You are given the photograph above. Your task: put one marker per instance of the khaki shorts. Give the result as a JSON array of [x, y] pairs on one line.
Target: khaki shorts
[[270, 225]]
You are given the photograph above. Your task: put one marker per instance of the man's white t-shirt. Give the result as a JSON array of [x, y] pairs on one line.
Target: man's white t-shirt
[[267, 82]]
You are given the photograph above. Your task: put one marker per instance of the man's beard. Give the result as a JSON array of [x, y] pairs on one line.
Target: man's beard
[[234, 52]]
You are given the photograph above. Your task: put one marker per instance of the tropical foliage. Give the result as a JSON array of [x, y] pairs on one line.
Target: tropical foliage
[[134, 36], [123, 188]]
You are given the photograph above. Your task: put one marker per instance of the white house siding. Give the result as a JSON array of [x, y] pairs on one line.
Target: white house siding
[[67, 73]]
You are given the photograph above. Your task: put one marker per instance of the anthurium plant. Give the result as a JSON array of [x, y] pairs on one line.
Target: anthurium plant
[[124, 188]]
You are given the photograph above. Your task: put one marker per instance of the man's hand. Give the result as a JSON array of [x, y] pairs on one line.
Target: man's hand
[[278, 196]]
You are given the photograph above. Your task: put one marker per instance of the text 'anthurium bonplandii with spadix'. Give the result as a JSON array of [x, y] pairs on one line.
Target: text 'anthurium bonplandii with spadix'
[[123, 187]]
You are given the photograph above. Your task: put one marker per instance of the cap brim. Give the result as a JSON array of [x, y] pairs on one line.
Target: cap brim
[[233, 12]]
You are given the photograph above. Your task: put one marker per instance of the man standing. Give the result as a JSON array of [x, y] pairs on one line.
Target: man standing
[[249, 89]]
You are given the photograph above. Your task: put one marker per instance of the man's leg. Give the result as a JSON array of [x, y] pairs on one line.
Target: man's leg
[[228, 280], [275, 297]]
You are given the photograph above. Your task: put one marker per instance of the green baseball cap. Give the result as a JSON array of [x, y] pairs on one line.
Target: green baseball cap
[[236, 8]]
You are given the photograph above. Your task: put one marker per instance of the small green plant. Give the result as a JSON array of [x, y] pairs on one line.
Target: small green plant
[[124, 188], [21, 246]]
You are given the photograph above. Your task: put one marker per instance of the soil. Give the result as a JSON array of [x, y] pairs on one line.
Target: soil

•••

**What you are asked to do**
Write out the data again, exactly and in full.

**Exercise response**
You are given the photograph above. Your task: put one marker per instance of the khaki shorts. Give the result as a JSON array of [x, y] pairs on one line.
Target: khaki shorts
[[270, 225]]
You are given the photograph above. Your task: put one marker per instance of the man's white t-shirt. Give the result as a JSON array of [x, y] pairs on one line.
Target: man's white t-shirt
[[267, 82]]
You are given the photograph above. Your task: put one marker per instance of the man's beard. Give the result as a JSON array of [x, y] pairs on one line.
Target: man's beard
[[234, 52]]
You are given the photograph above. Your task: put one marker per instance of the tropical foliage. Give the result as a JSON array of [x, y] pairs on one line.
Target: tropical foliage
[[134, 36], [123, 188]]
You are given the photograph above. Your task: put one marker per instance of the white house siding. Give the result as a JSON array of [x, y] pairs on one line.
Target: white house siding
[[67, 73]]
You are given the photograph above. Your task: put one marker per instance of the anthurium plant. Give the result as a JSON array of [x, y] pairs on one line.
Target: anthurium plant
[[124, 188]]
You are given the photograph above. Your task: put one marker per instance of the man's hand. Give the result as a JSON array of [x, y] pairs on one line.
Target: man's hand
[[278, 196]]
You are given the photograph above. Your task: put one marker per instance of the text 'anthurium bonplandii with spadix'. Give the result as a JSON array of [x, y] pairs on one line.
Target: text 'anthurium bonplandii with spadix'
[[123, 187]]
You are given the photograph above. Your task: put one marker per instance of the cap brim. Give the result as a JSON array of [x, y] pairs on one line.
Target: cap brim
[[233, 12]]
You are given the photograph above. Your task: put one marker per instance of the man standing. Give the result as a JSON array of [x, y] pairs on one line.
Target: man standing
[[249, 89]]
You are given the photograph above. Your task: put one marker per instance of the man's leg. Give the result as a JSON array of [x, y] pairs on one line.
Target: man's leg
[[228, 280], [275, 297]]
You are given the photograph above. Your task: put one marker per instance of the green baseball cap. Give the result as a JSON array of [x, y] pairs on one line.
Target: green baseball cap
[[236, 8]]
You are given the photograph above. Your task: put one marker per instance of the small green plant. Give the result as a JSON array of [x, y] pairs on one line.
Target: small green plant
[[124, 188], [21, 246]]
You are given the photograph above. Your task: put one marker per instance of the soil. Give the result as a JSON array of [x, y] pairs on one line.
Target: soil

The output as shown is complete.